▸ Given passage:
==*==

Tamio Yamakawa (Japanese: 山川 民夫; やまかわ たみお; 12 October 1921 - 7 October 2018) was a Japanese biochemist, the first to report the presence of glycosphingolipids on cell membranes. Yamakawa graduated from the University of Tokyo, was an emeritus professor at Tokyo University of Pharmacy and Life Sciences, and a member of the Japanese Academy of Sciences. The molecule was found on horse red blood cells and first called Hematoside. Further testing by Yamakawa led to the discovery that ABO blood group antigens are glycosphingolipids located in the erythrocytes.

Yamakawa was born in Sendai, Miyagi Prefecture to Shintaro Yamakawa and Kunio Yamakawa. In 1944 he Graduated from Tokyo Imperial University Medical School, and received a doctorate at the University of Tokyo. In 1952 he was a Professor of the Institute of Infectious Diseases at The University of Tokyo, later Professor of Medicine and Director of Tokyo Metropolitan Organization Medical Research Institute. He was Professor Emeritus of Tokyo Pharmaceutical University. From 2002 to 2011 he was the Chairman of the Institute for Microbiological Chemistry.

==Awards and honors==
Yamakawa received the Asahi Prize in 1974, the Japan Academy Prize in 1976, was admitted to the Japan Academy in 1987 and was designated as a Person of Cultural Merit (文化功労者 bunka kōrōsha) in 2014.

==Tributes==
In 2016, the Japan Consortium for Glycobiology and Glycotechnology established an international award in Yamakawa honor that is given each year to a researcher who made outstanding contributions to the field of glycoscience.

==*==

▸ Information supplied:
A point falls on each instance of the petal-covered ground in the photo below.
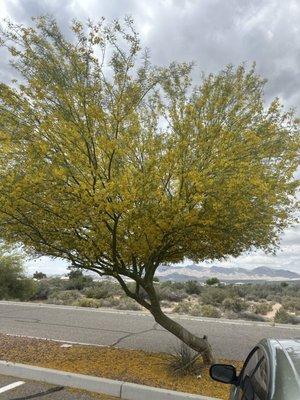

==*==

▸ Exercises:
(A) Condense the paragraph of the Tamio Yamakawa text that begins "Yamakawa was born in Sendai" into a bulleted list that keeps its main facts.
(B) In the Tamio Yamakawa text, reproduce word for word the part that opens with the words "Tamio Yamakawa (Japanese: 山川" and closes with "in the erythrocytes.".

▸ Responses:
(A)
- Born in Sendai, Miyagi Prefecture, to Shintaro Yamakawa and Kunio Yamakawa
- Graduated from Tokyo Imperial University Medical School in 1944 and earned a doctorate at the University of Tokyo
- Became Professor at the Institute of Infectious Diseases, University of Tokyo, in 1952
- Later served as Professor of Medicine and Director of Tokyo Metropolitan Organization Medical Research Institute
- Was Professor Emeritus of Tokyo Pharmaceutical University
- Chaired the Institute for Microbiological Chemistry from 2002 to 2011

(B)
Tamio Yamakawa (Japanese: 山川 民夫; やまかわ たみお; 12 October 1921 - 7 October 2018) was a Japanese biochemist, the first to report the presence of glycosphingolipids on cell membranes. Yamakawa graduated from the University of Tokyo, was an emeritus professor at Tokyo University of Pharmacy and Life Sciences, and a member of the Japanese Academy of Sciences. The molecule was found on horse red blood cells and first called Hematoside. Further testing by Yamakawa led to the discovery that ABO blood group antigens are glycosphingolipids located in the erythrocytes.